• **Reading passage**
# letter of return to work after maternity leave???



## darkangel1981

can anyone help me out with a template??? or point me in the right direction. im useless at this sort of thing!

many thanks x


----------



## Cutieboy

I'm not sure what you mean? :wacko: What kind of letter is it? Your not resigning? Why do you need a letter when you return to work, what do you want the letter to say? x


----------



## Lettuce

I emailed my boss first, to double check dates, then wrote to her.

It said :

Dear (name),
I am writing to inform you of my intention to return to work on 3rd April 2012, after using my annual leave (13days). Therefore my maternity leave will end on 2nd March. 
I will be working Monday, Tuesday's and Fridays from 8:30 til 5pm as previously discussed.
Best wishes,


----------



## Kelly81

Mine said


_*Amendment to contracted hours*

I can confirm as per my email of 25th January 2012 that I would like to amend my contracted working hours when I return from Maternity Leave on 2nd April 2012.

I would like to reduce my hours from 35 to a 28 hour week, working seven hours daily from Monday to Thursday, 8.30am &#8211; 4.30pm.

Please do not hesitate to contact me if there are any problems with this arrangement.]_

Then they informed me I had to use holiday accrued this year before changing my T&C's so I'm not back until 12th April, hence the reason I'm still sat on BNB!


----------



## J23

I sent my letter to my boss who forwarded to HR. Mine just said:

_Dear ...

I am writing to inform you that I intend to return from work following Maternity Leave on Monday 2 April 2012. 

Kind regards _

I agreed my annual leave and TOIL for KIT days separately with my boss. I don't actually go back FT until 2 July.


----------



## darkangel1981

thanks so much ladies x


----------

• **Provided records**
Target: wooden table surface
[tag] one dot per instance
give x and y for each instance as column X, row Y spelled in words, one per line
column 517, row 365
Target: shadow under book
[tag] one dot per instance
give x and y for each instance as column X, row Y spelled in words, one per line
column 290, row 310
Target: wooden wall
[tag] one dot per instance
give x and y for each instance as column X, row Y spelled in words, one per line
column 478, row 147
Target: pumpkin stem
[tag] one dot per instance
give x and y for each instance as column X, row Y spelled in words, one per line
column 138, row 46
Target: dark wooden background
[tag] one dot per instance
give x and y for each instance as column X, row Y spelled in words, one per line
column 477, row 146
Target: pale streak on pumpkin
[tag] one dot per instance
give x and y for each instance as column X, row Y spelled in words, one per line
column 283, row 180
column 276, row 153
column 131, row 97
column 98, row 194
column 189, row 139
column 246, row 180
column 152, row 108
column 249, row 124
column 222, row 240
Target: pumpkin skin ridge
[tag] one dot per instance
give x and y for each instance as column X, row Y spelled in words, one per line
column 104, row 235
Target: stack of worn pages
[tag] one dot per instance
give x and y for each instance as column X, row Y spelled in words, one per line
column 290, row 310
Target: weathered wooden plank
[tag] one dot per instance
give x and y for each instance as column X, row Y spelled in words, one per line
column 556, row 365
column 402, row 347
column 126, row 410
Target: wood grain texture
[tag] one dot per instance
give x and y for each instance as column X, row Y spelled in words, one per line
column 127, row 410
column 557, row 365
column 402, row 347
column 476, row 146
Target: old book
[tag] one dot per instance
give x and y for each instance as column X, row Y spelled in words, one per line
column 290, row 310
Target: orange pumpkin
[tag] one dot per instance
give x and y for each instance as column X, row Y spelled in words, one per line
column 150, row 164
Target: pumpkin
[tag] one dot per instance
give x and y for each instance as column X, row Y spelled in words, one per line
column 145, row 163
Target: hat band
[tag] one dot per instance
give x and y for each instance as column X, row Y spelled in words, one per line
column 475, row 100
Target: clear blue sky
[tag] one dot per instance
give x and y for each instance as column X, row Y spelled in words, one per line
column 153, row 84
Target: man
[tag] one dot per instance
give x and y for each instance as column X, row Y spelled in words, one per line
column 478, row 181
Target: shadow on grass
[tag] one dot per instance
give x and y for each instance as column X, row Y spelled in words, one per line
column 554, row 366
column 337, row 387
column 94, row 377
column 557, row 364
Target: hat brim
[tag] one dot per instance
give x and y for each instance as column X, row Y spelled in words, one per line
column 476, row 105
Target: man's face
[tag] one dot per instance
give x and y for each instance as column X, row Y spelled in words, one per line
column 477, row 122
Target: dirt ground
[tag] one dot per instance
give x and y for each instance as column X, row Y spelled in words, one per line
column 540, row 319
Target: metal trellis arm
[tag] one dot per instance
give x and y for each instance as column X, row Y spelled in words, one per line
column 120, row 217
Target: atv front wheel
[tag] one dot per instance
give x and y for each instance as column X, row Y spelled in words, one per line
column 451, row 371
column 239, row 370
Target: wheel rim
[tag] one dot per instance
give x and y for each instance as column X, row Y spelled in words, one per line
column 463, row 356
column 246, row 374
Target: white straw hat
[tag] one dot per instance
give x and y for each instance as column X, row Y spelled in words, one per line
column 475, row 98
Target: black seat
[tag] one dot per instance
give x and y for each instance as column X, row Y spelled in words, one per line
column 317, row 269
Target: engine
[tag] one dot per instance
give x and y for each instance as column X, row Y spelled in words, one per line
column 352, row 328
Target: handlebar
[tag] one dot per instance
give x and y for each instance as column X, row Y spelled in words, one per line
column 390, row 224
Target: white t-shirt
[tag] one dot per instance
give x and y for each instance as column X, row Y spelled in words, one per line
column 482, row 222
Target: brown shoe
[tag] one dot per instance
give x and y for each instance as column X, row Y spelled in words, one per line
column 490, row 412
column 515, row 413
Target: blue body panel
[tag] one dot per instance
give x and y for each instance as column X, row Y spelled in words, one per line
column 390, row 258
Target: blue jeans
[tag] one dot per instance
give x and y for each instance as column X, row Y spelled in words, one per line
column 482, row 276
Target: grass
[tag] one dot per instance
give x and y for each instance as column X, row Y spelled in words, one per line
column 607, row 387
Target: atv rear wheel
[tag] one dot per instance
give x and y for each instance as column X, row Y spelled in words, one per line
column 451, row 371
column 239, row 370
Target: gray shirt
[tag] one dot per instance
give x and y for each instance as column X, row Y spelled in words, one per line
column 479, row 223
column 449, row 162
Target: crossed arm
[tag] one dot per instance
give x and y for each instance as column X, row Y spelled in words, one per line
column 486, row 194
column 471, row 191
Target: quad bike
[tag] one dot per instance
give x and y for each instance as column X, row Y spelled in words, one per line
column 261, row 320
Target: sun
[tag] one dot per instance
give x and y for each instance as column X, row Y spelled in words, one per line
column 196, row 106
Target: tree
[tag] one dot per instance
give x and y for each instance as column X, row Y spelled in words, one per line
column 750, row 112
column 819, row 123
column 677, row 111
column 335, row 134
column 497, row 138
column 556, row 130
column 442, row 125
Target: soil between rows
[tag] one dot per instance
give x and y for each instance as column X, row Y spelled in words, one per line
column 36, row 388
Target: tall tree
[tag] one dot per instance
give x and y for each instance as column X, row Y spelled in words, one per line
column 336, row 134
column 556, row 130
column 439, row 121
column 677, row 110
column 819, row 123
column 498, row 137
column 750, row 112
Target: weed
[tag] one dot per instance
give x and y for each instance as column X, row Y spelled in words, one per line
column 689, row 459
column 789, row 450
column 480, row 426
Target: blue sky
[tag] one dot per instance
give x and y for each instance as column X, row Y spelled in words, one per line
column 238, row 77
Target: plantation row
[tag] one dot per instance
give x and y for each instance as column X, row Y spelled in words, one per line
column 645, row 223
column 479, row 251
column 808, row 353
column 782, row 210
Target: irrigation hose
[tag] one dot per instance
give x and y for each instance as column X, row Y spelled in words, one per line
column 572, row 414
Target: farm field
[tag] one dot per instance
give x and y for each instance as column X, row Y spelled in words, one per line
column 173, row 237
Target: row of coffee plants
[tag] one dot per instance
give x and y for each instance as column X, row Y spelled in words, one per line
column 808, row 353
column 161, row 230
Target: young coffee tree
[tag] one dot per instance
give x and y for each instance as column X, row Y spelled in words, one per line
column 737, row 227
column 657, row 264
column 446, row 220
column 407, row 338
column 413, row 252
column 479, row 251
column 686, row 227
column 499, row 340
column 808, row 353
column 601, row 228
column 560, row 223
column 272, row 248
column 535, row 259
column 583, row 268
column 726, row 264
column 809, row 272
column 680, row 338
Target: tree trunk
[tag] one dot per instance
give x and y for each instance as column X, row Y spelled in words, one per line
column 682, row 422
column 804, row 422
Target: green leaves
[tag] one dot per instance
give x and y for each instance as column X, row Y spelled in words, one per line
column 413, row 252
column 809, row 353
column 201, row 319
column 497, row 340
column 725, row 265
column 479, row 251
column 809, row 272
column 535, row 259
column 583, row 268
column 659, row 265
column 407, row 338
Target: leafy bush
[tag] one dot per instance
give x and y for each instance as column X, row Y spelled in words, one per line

• **Directions**
[1] Answer these questions about the maternity leave forum thread:
(a) How many days of annual leave did Lettuce's letter say she was using?
(b) To how many hours a week did Kelly81 ask to reduce her contracted hours?
(c) On what date does J23 go back full time?
[2] Pull out of the rows the part that opens with the line containing "Target: plantation row" and closes with the line containing "column 572, row 414", both ends included, and repeat it unchanged.

• **Answers for this exercise**
[1]
(a) 13 days
(b) 28 hours
(c) 2 July

[2]
Target: plantation row
[tag] one dot per instance
give x and y for each instance as column X, row Y spelled in words, one per line
column 645, row 223
column 479, row 251
column 808, row 353
column 782, row 210
Target: irrigation hose
[tag] one dot per instance
give x and y for each instance as column X, row Y spelled in words, one per line
column 572, row 414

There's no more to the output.